What the task asks — Transcribe the entries below without changing a word, and omit every picture.

[Saved entries]
- Opening Delimiter -
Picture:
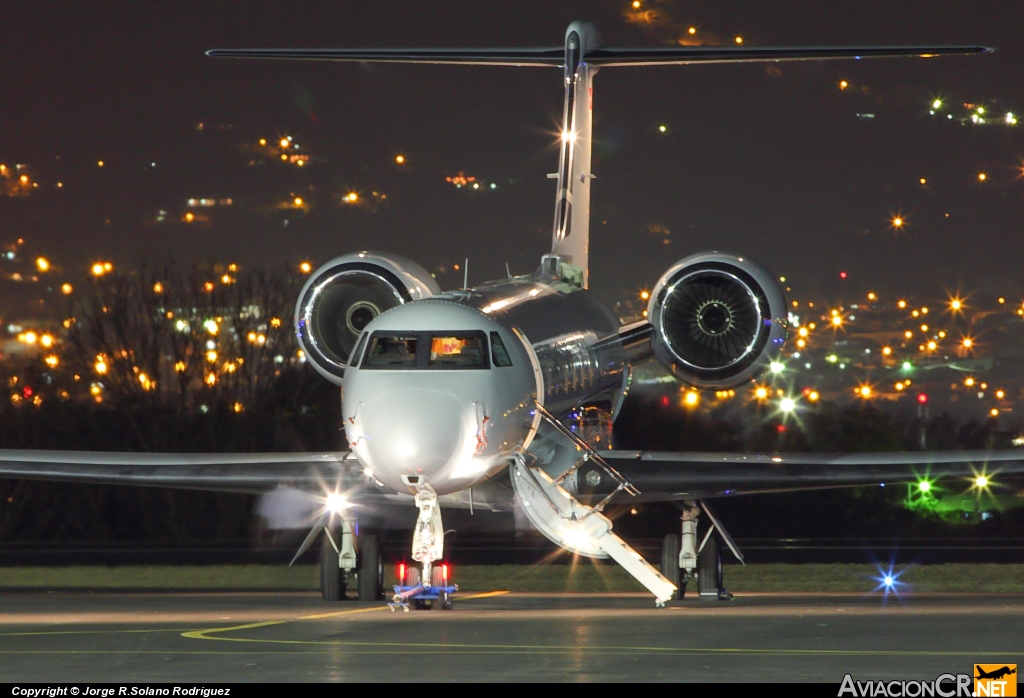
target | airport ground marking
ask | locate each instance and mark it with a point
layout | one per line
(208, 633)
(393, 648)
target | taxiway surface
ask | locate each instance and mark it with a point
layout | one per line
(265, 637)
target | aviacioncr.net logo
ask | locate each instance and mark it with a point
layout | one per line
(943, 686)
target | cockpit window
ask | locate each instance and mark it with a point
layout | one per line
(459, 350)
(427, 350)
(499, 355)
(391, 351)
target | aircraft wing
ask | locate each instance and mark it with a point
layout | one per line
(252, 473)
(668, 476)
(555, 55)
(681, 55)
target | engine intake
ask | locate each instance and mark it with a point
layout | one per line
(718, 319)
(344, 295)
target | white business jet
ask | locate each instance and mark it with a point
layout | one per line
(503, 395)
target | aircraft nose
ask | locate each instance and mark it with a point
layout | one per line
(414, 433)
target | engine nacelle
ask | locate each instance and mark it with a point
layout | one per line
(344, 295)
(718, 319)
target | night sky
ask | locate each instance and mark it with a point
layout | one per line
(768, 161)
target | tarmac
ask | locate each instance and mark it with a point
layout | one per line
(499, 637)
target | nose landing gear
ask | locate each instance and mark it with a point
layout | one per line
(433, 585)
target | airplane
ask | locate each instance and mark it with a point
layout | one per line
(503, 396)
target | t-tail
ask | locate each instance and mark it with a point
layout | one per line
(580, 59)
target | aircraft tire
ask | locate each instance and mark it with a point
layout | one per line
(371, 583)
(670, 563)
(710, 568)
(332, 577)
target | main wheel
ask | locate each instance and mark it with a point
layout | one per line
(710, 568)
(332, 577)
(670, 564)
(371, 569)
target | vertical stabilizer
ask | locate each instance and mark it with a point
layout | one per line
(570, 238)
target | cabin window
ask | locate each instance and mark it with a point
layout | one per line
(499, 355)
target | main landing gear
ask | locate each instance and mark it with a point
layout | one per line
(344, 560)
(683, 558)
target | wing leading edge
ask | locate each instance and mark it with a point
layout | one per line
(667, 476)
(252, 473)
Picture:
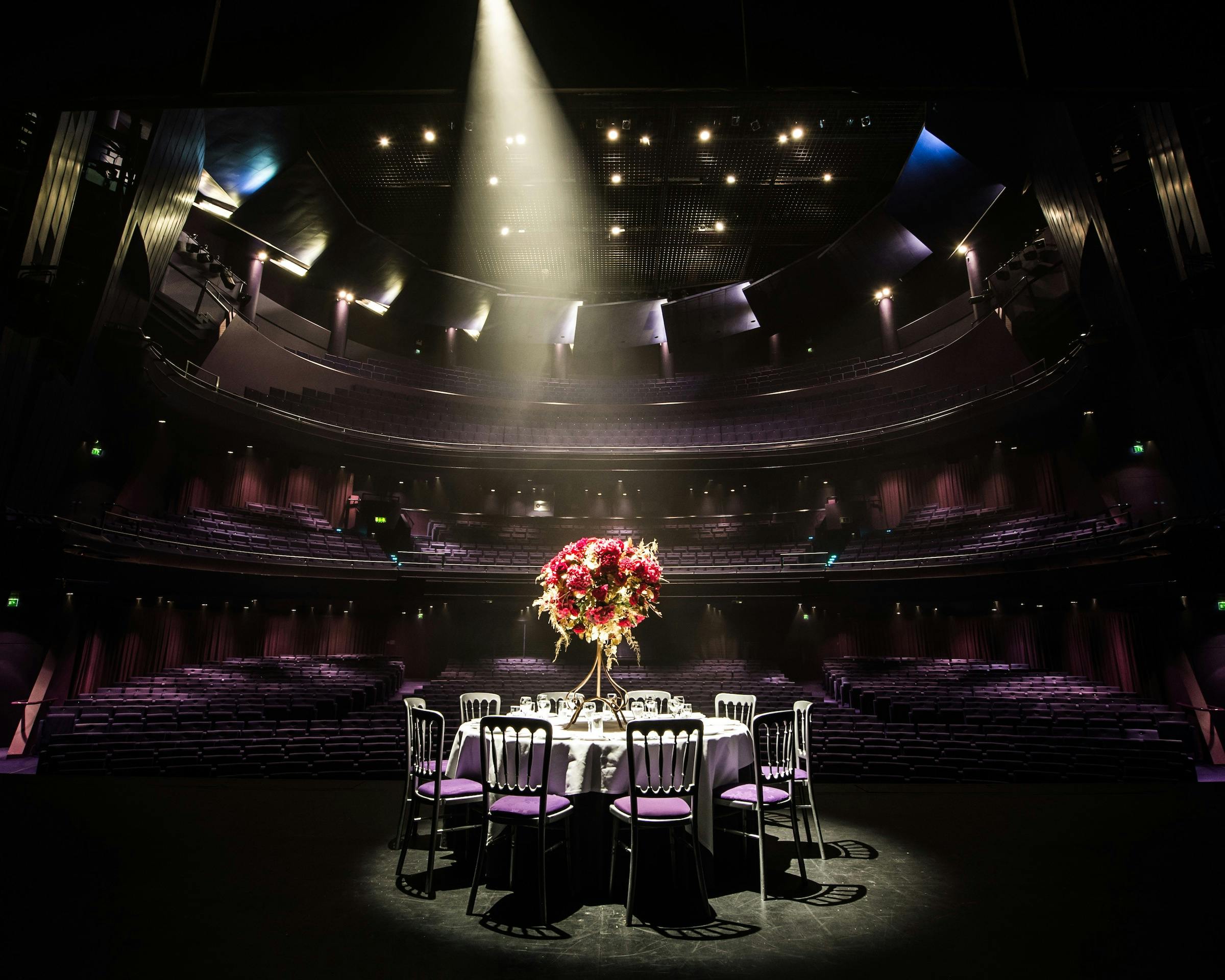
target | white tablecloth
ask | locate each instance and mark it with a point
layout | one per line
(583, 763)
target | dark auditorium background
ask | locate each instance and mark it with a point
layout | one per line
(323, 330)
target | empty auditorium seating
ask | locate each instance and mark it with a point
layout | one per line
(279, 717)
(439, 418)
(609, 390)
(941, 536)
(895, 720)
(258, 533)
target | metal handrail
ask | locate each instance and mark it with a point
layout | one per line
(892, 429)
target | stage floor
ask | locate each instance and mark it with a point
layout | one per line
(185, 879)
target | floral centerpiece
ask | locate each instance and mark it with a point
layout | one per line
(601, 590)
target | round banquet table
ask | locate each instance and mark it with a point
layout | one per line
(583, 763)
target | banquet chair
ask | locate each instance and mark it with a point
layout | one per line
(515, 756)
(663, 793)
(409, 703)
(427, 744)
(804, 766)
(478, 705)
(737, 707)
(660, 697)
(555, 699)
(773, 737)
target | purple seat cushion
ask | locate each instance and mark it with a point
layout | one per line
(451, 788)
(528, 806)
(656, 809)
(746, 793)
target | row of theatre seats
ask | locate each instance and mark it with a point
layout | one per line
(903, 720)
(439, 418)
(277, 717)
(967, 534)
(609, 390)
(254, 533)
(881, 720)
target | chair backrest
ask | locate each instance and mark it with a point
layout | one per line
(666, 758)
(738, 707)
(478, 705)
(775, 748)
(803, 730)
(659, 697)
(555, 699)
(427, 743)
(515, 754)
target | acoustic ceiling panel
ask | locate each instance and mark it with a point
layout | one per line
(610, 325)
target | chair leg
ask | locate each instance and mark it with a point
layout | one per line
(816, 819)
(613, 856)
(434, 847)
(481, 864)
(761, 849)
(795, 837)
(697, 867)
(541, 887)
(634, 873)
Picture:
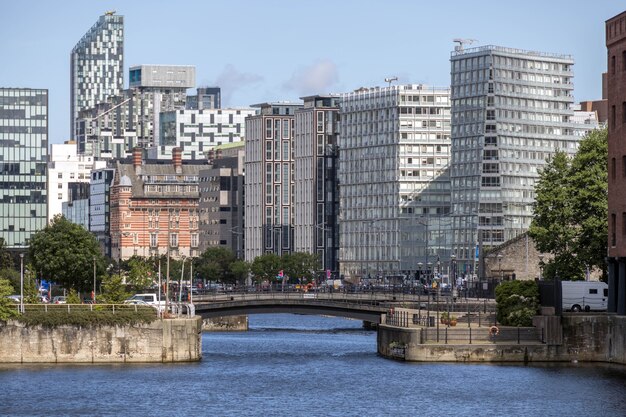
- Closing Delimiter -
Solution to the exercise —
Picture:
target | airport ground marking
ask | locate each instance and mark it with a point
layout | one per line
(208, 633)
(393, 648)
target | taxiway surface
ask | locate each instance and mark it with a point
layout | one per line
(265, 637)
target | aviacioncr.net logo
ask | locate each instance and mark it with a point
layout | one per line
(943, 686)
target | cockpit window
ask | locate each instance and mark it with a point
layout | one per line
(459, 350)
(427, 350)
(499, 355)
(391, 351)
target | aircraft wing
ask | locate each instance and mark it with a point
layout | one per line
(252, 473)
(668, 476)
(555, 55)
(681, 55)
target | engine intake
ask | locate each instance and mark it with a point
layout | one per line
(718, 319)
(344, 295)
target | white business jet
ask | locate each instance and mark it with a point
layout | one per line
(503, 395)
target | aircraft nose
ask | locate each instance and mark it with a point
layout | one per line
(414, 433)
target | engine nacelle
ask | locate each instance and mark it with a point
layout | one per line
(344, 295)
(718, 319)
target | night sky
ask | locate each instance and mark it with a point
layout | one per line
(768, 161)
target | tarmac
ask | locate each instance and mark it with a point
layout | one per line
(499, 637)
target | nose landing gear
ask | locate each instance and mark it with a point
layout | one per line
(433, 585)
target | airplane
ask | locate each instance and mark it with a point
layout | one per line
(503, 396)
target | t-tail
ask | locate each instance and mark it with a point
layout | one per line
(580, 59)
target | aircraft tire
ask | locate each instance and mark it with a point
layout | one per line
(371, 583)
(670, 563)
(710, 568)
(332, 577)
target | main wheel
ask | locate each instance and mark it with a point
layout | one per line
(710, 568)
(332, 577)
(670, 564)
(371, 569)
target | vertical stabilizer
ask | locate each instance and mark it with a point
layout | one per line
(570, 238)
target | cabin window
ask | locate each instance and mark it with a point
layout | one per line
(499, 355)
target | main landing gear
ask | locate each instance and mark it with a point
layout | one per line
(344, 560)
(683, 558)
target | wing leading edge
ask | locate each instance and mark it with a point
layout | one per line
(667, 476)
(252, 473)
Picture:
target | white tablecloth
ask | locate each instance and mark it with a point
layout | one per line
(583, 763)
target | dark auditorium background
ask | locate each instance and mark it with a point
layout | one per line
(323, 330)
target | empty auditorium seating
ask | locate each instance and mark it with a point
layout | one per line
(279, 717)
(439, 418)
(609, 390)
(941, 536)
(895, 720)
(258, 533)
target | metal handrail
ask | locate each instance and mark it with a point
layout | one per line
(892, 429)
target | stage floor
ask | locate each instance and mark it with a point
layout | one per line
(185, 879)
target | floral centerpiece
ask | locate each instance and mark it with a point
layout | one per line
(601, 590)
target | round banquet table
ask | locate each instance and mark it with a point
layout | one per line
(583, 763)
target | banquet chair
ask | locate each instance and mark it with a point
layout | one per line
(515, 756)
(663, 793)
(409, 703)
(427, 744)
(804, 766)
(478, 705)
(737, 707)
(660, 697)
(555, 699)
(773, 737)
target | purple seat cushion
ask | locate each instance and mark it with a point
layout | one per line
(451, 788)
(528, 806)
(656, 809)
(746, 793)
target | row of theatre seats
ask | locate each instance and mark it with a point
layout | one per line
(903, 720)
(439, 418)
(277, 717)
(967, 534)
(609, 390)
(254, 533)
(881, 720)
target | chair backrest
ask | locate each instance and mark it with a point
layout | one per line
(666, 758)
(738, 707)
(478, 705)
(775, 748)
(803, 730)
(659, 697)
(555, 699)
(427, 743)
(515, 754)
target | acoustic ceiling panel
ask | locate each instance and mark it with a point
layout | one per line
(610, 325)
target | chair leg
ask | locate each instance and mark it with a point
layout | one per line
(816, 819)
(613, 856)
(434, 847)
(481, 864)
(761, 849)
(795, 837)
(697, 867)
(541, 887)
(634, 873)
Picture:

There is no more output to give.